**EXERCISE**
Using the entries that follow, write out the line containing "Category: the framed wall art", the line containing "Category: the wooden dining chair", and every line between them, exactly and nothing else.

**THE RECORDS**

- - -

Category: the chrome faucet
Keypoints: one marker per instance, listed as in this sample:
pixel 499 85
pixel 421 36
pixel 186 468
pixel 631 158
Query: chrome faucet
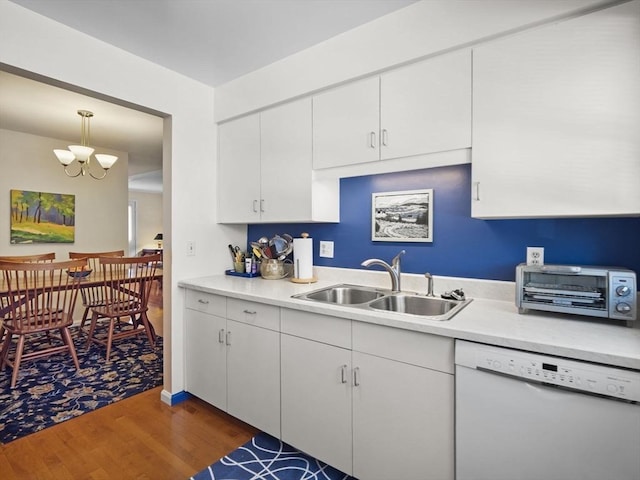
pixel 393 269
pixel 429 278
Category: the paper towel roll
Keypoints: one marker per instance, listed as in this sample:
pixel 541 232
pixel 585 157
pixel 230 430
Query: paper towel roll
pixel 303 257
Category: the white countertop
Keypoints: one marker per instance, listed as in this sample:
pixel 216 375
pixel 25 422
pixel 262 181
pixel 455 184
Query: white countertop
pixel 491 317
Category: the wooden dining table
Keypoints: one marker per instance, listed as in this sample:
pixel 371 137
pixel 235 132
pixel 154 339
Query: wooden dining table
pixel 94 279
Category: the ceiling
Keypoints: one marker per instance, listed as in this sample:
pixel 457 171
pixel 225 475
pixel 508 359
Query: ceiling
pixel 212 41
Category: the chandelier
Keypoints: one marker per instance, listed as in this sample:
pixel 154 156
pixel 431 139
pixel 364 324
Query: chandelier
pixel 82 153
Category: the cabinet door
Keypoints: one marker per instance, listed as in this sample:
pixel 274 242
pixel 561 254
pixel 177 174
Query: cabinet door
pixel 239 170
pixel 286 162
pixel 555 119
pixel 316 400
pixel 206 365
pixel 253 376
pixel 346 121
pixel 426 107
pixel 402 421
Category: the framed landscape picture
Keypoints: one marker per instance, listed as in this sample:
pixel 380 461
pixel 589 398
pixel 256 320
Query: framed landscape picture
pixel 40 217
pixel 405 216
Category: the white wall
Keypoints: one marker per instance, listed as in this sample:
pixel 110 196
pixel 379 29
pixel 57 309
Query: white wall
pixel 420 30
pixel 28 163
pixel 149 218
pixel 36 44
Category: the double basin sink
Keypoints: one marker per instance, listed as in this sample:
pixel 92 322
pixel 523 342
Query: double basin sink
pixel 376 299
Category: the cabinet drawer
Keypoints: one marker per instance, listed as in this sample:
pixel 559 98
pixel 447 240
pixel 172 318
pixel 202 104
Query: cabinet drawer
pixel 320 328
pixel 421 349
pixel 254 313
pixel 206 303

- - -

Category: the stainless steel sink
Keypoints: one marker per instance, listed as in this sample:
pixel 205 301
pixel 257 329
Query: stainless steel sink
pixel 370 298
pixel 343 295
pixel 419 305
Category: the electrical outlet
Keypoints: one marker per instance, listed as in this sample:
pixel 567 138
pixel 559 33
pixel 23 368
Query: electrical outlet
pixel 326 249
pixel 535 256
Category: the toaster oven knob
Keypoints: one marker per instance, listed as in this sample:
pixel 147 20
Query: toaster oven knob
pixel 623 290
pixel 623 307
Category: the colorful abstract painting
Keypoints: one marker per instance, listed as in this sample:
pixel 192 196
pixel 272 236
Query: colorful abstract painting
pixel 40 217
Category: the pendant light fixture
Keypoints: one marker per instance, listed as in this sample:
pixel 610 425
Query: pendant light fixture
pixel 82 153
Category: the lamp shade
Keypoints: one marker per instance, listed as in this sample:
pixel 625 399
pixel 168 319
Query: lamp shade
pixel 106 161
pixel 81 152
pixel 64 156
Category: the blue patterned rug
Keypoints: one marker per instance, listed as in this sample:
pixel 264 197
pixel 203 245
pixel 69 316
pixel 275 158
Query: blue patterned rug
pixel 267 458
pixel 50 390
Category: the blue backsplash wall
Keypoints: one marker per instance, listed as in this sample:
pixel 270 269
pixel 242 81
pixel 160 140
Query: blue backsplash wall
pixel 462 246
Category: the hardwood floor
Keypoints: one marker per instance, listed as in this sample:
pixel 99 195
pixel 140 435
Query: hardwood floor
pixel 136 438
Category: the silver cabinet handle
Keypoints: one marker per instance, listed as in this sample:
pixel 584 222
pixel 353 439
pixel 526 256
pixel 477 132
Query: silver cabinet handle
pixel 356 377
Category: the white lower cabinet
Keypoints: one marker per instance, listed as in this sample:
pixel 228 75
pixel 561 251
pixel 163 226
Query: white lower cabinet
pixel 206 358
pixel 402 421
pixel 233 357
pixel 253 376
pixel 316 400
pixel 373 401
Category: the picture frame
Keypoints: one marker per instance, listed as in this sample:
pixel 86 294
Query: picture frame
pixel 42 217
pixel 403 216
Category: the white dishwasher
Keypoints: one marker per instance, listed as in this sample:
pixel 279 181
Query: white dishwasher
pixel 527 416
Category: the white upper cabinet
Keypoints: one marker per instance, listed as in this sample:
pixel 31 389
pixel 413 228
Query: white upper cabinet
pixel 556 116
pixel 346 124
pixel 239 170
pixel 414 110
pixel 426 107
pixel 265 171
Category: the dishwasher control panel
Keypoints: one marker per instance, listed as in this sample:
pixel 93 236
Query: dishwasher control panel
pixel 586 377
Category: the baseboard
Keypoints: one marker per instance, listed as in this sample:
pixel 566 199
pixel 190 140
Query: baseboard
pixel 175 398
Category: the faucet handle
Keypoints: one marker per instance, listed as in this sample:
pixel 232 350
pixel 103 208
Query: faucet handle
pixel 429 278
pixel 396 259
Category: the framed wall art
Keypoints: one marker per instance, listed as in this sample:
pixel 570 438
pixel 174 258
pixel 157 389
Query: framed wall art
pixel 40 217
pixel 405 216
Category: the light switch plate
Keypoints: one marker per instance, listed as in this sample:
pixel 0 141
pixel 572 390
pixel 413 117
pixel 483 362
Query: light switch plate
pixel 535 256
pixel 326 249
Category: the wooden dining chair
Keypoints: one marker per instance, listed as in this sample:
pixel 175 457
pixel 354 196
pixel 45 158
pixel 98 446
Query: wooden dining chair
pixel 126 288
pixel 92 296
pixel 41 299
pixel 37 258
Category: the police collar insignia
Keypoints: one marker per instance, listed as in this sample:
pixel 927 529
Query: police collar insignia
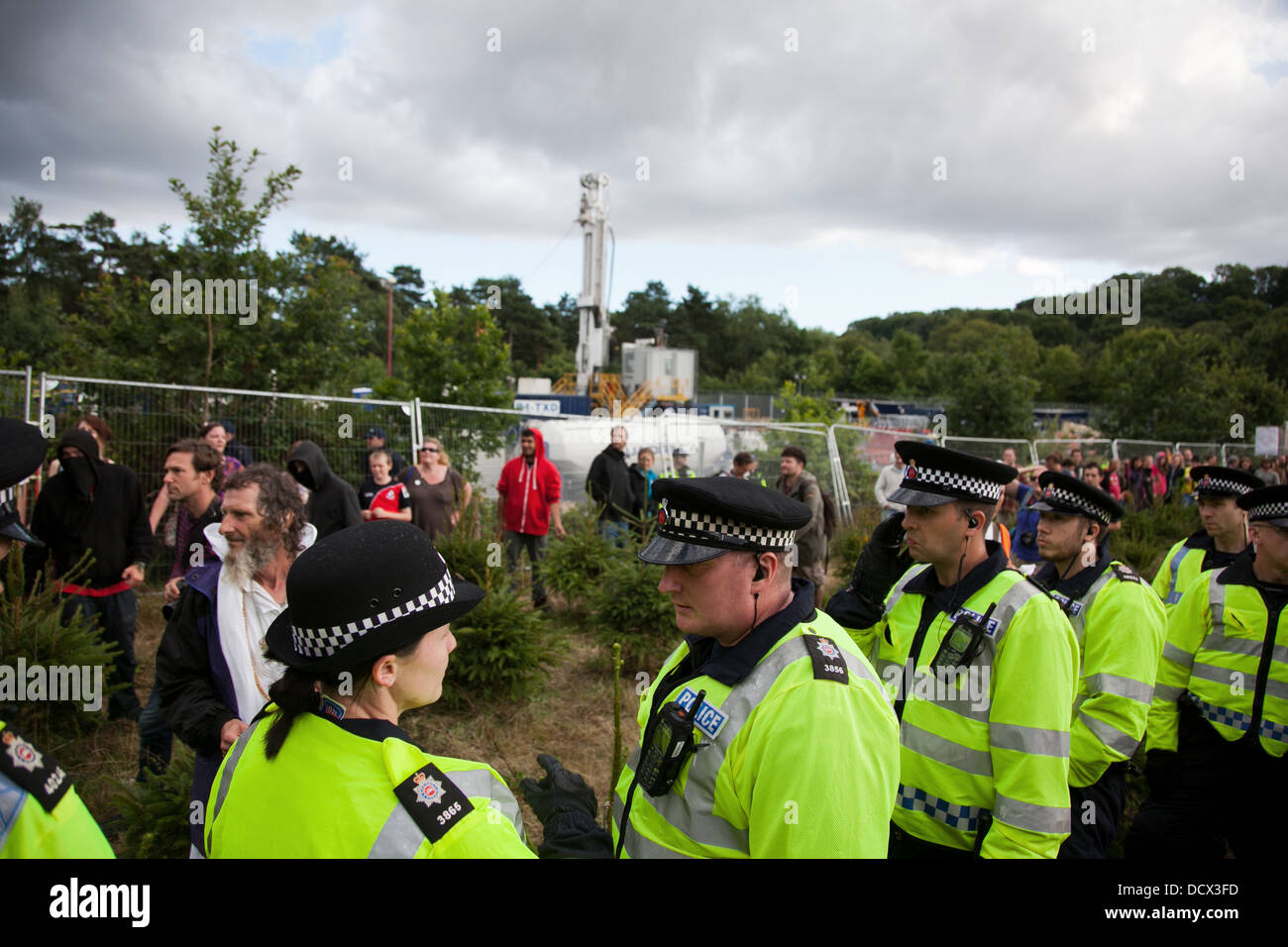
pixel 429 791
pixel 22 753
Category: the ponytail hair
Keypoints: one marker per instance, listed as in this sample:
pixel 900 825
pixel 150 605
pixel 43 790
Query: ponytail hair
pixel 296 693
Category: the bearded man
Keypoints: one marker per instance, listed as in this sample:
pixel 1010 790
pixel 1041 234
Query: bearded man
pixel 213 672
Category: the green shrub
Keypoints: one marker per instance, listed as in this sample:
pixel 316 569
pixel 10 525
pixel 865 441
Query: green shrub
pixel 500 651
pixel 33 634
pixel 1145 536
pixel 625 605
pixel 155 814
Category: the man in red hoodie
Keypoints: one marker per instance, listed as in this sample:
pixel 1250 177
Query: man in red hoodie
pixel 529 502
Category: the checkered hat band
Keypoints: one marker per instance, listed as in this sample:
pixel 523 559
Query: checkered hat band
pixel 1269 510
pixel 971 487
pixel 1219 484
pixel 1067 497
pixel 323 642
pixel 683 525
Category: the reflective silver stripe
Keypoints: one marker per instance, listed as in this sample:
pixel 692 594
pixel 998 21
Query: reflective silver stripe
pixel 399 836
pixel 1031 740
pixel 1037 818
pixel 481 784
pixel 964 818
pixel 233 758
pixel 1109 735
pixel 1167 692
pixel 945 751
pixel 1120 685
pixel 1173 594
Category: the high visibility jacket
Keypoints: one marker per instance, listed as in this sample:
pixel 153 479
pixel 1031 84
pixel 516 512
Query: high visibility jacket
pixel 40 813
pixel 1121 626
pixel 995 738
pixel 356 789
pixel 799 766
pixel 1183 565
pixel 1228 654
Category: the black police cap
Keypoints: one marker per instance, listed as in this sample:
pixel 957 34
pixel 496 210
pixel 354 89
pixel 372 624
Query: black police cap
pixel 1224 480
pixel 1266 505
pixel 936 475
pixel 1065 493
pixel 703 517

- - -

**ANSWER SPACE**
Category: the framed wall art
Keypoints: one marker per instance, listed as in this sample:
pixel 570 438
pixel 174 258
pixel 157 389
Query: framed wall art
pixel 40 217
pixel 405 216
Category: the light switch plate
Keypoints: one marker per instance, listed as in this sample:
pixel 0 141
pixel 572 390
pixel 413 117
pixel 483 362
Query: light switch plate
pixel 535 256
pixel 326 249
Category: the wooden dining chair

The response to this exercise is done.